WHAT THE TASK ASKS »
Reproduce each line of the entries that carries "young".

(Region pointing data)
/---
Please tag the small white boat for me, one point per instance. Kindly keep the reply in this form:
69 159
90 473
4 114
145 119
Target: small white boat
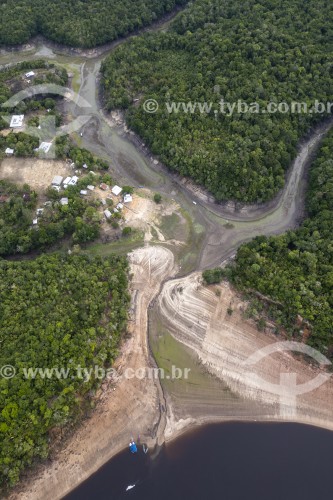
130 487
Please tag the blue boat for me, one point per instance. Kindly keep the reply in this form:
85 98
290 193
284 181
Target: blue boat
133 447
\---
/---
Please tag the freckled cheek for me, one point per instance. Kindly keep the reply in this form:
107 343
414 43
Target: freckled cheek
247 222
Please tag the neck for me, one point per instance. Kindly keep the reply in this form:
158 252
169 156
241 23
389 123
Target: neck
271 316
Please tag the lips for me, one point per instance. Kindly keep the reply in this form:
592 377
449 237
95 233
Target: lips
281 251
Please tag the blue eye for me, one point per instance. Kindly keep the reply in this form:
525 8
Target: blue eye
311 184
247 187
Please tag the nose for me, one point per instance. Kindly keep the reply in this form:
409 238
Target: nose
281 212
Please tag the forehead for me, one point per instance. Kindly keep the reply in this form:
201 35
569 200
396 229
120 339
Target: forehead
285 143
\---
/---
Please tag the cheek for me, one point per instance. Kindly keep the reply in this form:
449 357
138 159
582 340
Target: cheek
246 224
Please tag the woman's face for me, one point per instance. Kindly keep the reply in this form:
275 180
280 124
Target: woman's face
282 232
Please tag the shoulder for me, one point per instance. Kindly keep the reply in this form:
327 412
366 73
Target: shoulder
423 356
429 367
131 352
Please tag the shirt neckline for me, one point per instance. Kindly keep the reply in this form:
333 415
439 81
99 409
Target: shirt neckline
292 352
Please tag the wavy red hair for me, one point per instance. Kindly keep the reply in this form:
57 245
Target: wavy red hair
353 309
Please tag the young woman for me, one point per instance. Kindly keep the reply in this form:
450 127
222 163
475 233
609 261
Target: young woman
\---
EXERCISE RESPONSE »
Please tag the young woman for me, one point per instance. Kindly keep the reply in this form:
Target: young woman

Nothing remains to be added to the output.